======== AVAILABLE DATA

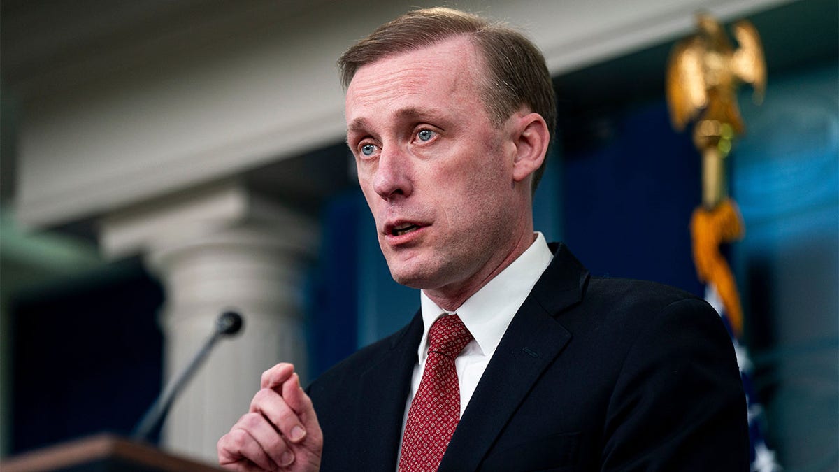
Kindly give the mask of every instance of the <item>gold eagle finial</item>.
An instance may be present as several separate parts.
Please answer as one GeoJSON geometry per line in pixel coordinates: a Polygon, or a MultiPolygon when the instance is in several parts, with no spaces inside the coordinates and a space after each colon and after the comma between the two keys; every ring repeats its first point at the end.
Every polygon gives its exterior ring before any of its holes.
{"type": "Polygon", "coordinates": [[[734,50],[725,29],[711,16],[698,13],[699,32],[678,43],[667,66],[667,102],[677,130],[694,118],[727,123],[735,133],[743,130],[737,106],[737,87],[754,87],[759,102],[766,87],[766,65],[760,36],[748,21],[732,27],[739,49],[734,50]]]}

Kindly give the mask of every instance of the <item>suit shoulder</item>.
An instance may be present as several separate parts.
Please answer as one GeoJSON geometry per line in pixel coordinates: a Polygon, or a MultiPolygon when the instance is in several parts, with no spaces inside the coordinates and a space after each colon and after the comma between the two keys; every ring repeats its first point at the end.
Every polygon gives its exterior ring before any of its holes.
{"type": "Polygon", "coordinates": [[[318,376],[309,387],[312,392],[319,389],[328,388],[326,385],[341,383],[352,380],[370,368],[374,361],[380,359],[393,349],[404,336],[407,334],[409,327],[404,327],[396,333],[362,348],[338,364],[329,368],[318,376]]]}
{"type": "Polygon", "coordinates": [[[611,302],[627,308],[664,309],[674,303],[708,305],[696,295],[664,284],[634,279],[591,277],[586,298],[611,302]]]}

================

**DIRECTIONS:** Please state how many lines in the rows above contain the word "mask". Reply with the number alone.

**SOLUTION TO THIS PROBLEM:** 2